_TEXT PASSAGE:_
In this entry I’d like to talk further about these figures. As you can see, the all have unique head sculpts, but arms, body and legs are repeated for different figures. There are only 8 types of body, 6 types of waist… for 18 figures, and this is probably the biggest flaw in this collection. It is true that with different colours and combinations it is difficult to notice that some parts in two different figures are actually the same, but if they had designed more body parts, they could have expanded the Corps universe much further.

In a second wave new figures were created, but surprisingly, these new parts were used only for the new figures, and not recombined with old parts to produce more new characters. I expect to show them here some other time soon.

Further waves had almost no new figures because Lanard decided to focus in new series, like the futuristic/space-themed S.T.A.R. line, or the Action Rescue line, specially after 9/11. These parts could also have been recombined to create new characters, but I guess the Corps line was not so successful as these other lines at the time.

The body parts are sometimes criticized due to the big size of their heads, but in my opinion, these are correctly casted, and have the proportional size to their bodies.

After the first wave of figures which I have show in the last three entries, the second wave 1990 was released with many repaints (also new figures, as said before) in very bright colours and flashy outfits. This is curious, since Hasbro didn’t create any bright coloured figure until 1991, so it cannot be said that Lanard copied Hasbro this time. In following waves (1996, 1999, 2001,…) the figures recovered more suitable colours for war and combat, and some of them were decorated using similar colours creating “teams”, but this is something I’d like to talk some other time.

To finish this series of articles, I’d like to say, that I am working in a visual guide of all Corps figures ever released. If you’re interested in helping me with this guide, please contact me. I still need some pictures. Thanks!

SHARK: The frogman is also a great figure, mostly because of its accessories and its grey suit. He really looks like a frogman. This is the only figure with specially designed legs, that simulate flippers.
Tactical Profile: Underwater exploration, surveillance and demolition
Dossier: Annapolis graduate and former Commander in the Navy SEAL’s. He has never had a mission fail, no matter how difficult.

FOX: Maybe my favorite figure today (not during my childhood) together with Bengala is Fox, some kind of nazi general, with a patch in the eye. Great colour scheme, an unmissable figure! There seems to be one variant of this figure with a different waist part.
Tactical Profile: Strategic mission planning and command. Excels at large scale, multi-force operations.

_ENTRIES:_
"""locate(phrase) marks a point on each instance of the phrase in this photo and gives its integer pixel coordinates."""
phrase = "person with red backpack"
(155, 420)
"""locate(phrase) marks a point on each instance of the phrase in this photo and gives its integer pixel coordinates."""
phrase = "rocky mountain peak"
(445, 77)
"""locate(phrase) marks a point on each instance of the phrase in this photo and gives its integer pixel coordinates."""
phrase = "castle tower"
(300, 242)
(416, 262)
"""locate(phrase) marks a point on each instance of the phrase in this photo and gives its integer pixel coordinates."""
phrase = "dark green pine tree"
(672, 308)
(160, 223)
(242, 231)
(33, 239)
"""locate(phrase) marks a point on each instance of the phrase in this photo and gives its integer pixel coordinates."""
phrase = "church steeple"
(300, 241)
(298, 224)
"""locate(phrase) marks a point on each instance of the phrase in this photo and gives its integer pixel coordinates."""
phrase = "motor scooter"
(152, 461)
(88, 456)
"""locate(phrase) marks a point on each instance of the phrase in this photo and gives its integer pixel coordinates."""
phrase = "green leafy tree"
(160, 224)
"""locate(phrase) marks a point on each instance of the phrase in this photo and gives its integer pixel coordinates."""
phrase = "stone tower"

_WRITTEN EXERCISE:_
Answer these questions using the Corps figures text.
(a) How many types of body are shared among the 18 figures?
(b) Which figure is the only one with specially designed legs, and what do those legs simulate?
(c) In what year did Hasbro first create a bright-colored figure?

_RESULT OF THIS EXERCISE:_
(a) 8
(b) Shark; the legs simulate flippers.
(c) 1991